> What to produce:
Put the lines of the material below into a numbered list, from the line with "[locate] circular sign" up to and including the final line of the material, and omit any blank lines.

> Provided records:
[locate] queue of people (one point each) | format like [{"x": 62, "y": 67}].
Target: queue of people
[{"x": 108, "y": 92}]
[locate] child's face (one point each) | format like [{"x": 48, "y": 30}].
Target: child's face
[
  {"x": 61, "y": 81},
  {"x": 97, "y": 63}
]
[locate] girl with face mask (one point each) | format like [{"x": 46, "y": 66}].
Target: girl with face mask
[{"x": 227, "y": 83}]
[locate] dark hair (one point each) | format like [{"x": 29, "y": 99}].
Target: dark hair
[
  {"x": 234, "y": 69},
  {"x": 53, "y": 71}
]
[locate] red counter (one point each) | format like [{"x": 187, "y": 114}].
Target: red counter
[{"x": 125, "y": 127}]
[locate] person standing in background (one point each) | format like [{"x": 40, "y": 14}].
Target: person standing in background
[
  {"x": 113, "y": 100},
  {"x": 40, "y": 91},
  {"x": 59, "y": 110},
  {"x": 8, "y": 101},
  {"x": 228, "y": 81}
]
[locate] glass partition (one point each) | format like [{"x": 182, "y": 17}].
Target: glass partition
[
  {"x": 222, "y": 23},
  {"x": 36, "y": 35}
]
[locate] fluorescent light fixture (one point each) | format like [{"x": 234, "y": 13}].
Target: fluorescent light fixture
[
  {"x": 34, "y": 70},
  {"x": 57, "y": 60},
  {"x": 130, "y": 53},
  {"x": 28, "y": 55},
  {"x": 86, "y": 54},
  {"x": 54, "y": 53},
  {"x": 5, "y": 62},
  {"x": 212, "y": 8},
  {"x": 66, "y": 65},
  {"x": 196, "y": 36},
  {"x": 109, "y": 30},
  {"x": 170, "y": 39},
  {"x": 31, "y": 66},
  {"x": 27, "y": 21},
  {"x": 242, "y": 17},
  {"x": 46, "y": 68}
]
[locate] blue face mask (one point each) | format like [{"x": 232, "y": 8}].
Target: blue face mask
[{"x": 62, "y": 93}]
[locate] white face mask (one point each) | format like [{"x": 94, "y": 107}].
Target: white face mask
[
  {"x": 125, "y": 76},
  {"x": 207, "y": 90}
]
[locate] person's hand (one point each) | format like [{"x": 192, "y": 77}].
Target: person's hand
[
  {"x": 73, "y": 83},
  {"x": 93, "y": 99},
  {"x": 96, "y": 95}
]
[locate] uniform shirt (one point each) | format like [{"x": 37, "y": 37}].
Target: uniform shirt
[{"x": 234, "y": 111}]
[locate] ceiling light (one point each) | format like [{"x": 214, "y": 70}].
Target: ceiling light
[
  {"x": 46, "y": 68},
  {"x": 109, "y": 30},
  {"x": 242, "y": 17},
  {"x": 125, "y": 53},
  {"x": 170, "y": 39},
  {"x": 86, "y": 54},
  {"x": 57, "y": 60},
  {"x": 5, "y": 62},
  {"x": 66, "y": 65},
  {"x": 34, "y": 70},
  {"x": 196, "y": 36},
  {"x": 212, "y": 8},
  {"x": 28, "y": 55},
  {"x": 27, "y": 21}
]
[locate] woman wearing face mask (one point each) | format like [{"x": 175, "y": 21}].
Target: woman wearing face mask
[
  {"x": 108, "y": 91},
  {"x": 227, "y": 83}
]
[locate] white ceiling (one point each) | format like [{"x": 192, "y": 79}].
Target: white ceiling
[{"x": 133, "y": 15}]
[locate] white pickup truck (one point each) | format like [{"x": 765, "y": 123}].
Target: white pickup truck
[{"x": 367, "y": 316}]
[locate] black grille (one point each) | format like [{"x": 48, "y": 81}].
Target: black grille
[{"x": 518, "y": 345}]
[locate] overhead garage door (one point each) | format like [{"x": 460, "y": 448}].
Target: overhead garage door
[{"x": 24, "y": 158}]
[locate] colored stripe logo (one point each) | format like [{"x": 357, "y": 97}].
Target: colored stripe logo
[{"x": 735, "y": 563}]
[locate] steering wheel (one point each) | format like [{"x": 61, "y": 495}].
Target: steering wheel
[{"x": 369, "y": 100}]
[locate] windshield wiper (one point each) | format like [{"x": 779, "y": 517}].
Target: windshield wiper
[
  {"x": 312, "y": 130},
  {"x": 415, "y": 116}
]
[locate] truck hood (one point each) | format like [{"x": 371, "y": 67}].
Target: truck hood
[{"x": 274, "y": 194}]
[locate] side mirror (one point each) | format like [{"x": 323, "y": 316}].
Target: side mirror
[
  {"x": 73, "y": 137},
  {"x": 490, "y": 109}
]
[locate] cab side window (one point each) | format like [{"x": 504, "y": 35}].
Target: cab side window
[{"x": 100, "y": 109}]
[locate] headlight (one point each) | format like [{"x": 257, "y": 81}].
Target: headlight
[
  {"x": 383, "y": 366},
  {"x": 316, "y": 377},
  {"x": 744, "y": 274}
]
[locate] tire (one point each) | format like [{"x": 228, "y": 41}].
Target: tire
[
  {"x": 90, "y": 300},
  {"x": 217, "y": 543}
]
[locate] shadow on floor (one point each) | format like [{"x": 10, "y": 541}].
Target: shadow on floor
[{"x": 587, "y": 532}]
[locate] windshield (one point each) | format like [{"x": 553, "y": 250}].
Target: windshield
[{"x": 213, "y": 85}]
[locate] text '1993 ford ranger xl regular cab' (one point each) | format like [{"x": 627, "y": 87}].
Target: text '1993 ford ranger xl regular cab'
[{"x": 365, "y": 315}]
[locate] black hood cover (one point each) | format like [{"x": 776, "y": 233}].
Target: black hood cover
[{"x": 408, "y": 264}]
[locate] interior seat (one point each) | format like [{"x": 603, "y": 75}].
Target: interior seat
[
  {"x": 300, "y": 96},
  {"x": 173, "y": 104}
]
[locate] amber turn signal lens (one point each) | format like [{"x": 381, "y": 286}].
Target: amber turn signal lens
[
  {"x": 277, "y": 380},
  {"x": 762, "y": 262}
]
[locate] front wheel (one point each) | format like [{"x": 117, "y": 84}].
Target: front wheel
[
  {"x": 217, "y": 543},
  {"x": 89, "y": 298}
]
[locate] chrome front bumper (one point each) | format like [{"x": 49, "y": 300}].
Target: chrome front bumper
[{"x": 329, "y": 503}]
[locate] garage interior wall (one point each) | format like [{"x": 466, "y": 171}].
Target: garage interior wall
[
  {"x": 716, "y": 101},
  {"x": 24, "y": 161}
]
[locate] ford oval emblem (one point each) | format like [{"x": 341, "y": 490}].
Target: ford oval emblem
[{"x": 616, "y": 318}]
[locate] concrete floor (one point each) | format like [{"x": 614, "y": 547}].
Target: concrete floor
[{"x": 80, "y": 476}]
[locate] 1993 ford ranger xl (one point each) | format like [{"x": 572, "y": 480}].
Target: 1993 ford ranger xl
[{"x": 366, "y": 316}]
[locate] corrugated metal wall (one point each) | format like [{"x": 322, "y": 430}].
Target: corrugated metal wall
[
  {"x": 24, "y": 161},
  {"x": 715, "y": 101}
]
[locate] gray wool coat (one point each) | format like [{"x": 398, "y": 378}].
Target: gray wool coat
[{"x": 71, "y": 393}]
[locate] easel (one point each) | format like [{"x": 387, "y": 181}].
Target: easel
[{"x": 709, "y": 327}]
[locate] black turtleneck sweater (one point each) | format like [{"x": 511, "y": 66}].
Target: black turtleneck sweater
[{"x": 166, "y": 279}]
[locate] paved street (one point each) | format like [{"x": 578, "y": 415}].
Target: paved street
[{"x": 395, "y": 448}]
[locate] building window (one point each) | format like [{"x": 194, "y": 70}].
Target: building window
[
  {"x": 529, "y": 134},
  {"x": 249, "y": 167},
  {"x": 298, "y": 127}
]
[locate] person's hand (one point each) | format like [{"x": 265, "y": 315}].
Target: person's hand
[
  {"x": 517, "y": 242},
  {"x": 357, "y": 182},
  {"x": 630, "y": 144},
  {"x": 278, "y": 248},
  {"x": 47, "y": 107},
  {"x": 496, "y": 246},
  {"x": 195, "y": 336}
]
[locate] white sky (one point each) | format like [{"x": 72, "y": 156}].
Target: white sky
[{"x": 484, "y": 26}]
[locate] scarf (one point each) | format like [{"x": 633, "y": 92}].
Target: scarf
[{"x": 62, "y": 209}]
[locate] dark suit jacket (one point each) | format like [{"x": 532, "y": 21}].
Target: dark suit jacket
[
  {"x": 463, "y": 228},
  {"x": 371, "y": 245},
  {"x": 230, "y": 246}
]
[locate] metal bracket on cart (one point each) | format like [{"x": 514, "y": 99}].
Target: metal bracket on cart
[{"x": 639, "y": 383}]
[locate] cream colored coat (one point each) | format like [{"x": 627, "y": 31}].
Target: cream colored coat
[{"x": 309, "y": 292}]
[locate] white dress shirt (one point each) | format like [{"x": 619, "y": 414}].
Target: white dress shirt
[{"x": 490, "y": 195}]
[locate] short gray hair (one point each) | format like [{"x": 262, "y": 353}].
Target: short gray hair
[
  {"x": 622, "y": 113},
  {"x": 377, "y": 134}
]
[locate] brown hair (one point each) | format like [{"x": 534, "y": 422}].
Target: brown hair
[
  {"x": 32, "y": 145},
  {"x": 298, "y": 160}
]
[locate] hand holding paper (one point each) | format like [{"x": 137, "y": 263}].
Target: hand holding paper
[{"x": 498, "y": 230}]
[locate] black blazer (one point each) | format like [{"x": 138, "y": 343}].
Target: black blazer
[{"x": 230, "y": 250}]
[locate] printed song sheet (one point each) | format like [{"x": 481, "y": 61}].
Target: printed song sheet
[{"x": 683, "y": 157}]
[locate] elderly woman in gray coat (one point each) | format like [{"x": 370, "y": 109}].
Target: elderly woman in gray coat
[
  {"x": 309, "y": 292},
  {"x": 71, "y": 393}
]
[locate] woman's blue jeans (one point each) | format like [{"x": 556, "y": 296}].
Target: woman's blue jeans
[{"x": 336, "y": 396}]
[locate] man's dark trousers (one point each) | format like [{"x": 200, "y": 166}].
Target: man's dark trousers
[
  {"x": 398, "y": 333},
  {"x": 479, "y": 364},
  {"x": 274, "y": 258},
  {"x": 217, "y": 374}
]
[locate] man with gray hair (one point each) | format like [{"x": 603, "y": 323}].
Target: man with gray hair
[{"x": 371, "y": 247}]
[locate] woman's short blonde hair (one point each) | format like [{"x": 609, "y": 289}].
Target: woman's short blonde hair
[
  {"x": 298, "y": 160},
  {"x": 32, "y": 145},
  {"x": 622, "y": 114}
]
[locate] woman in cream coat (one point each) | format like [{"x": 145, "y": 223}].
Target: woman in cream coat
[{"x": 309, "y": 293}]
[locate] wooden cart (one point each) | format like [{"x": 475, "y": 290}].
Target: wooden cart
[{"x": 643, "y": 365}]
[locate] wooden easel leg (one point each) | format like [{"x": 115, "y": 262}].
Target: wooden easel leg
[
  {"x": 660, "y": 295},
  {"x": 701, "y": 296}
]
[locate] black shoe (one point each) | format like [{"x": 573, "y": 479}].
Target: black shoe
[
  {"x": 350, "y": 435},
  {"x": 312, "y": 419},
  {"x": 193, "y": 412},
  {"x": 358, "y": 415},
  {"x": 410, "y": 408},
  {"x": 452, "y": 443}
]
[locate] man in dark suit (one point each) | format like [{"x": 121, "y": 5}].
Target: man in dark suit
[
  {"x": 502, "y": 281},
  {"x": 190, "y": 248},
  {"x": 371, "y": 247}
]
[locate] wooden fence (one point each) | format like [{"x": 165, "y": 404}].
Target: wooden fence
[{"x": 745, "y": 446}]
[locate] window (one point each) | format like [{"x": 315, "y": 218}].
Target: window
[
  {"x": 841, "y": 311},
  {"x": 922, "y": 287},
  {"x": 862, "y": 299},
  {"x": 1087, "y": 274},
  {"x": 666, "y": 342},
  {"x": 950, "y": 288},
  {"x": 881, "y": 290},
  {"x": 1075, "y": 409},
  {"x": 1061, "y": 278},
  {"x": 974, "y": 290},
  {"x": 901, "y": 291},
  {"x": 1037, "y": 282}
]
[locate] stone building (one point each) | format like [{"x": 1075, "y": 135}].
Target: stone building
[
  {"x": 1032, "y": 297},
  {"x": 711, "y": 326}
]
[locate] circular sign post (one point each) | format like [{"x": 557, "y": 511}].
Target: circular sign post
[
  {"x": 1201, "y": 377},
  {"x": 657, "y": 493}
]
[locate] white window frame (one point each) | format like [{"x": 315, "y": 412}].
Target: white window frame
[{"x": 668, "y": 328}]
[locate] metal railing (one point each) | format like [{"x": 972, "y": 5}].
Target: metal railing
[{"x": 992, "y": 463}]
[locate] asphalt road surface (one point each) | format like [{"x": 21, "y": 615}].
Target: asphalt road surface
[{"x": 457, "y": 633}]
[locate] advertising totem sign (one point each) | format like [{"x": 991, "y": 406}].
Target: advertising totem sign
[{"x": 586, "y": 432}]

> Output of the task:
1. [locate] circular sign post (one point each) | format like [{"x": 557, "y": 511}].
2. Target: circular sign post
3. [
4.   {"x": 1201, "y": 377},
5.   {"x": 657, "y": 493}
6. ]
7. [locate] white window frame (one point each) | format like [{"x": 315, "y": 412}].
8. Target: white window frame
9. [{"x": 668, "y": 328}]
10. [locate] metal railing (one point each) | format like [{"x": 972, "y": 5}].
11. Target: metal railing
12. [{"x": 992, "y": 463}]
13. [locate] asphalt road surface (one point each) | format like [{"x": 21, "y": 615}].
14. Target: asphalt road surface
15. [{"x": 457, "y": 633}]
16. [locate] advertising totem sign (one point each) | format like [{"x": 991, "y": 406}].
17. Target: advertising totem sign
18. [{"x": 586, "y": 432}]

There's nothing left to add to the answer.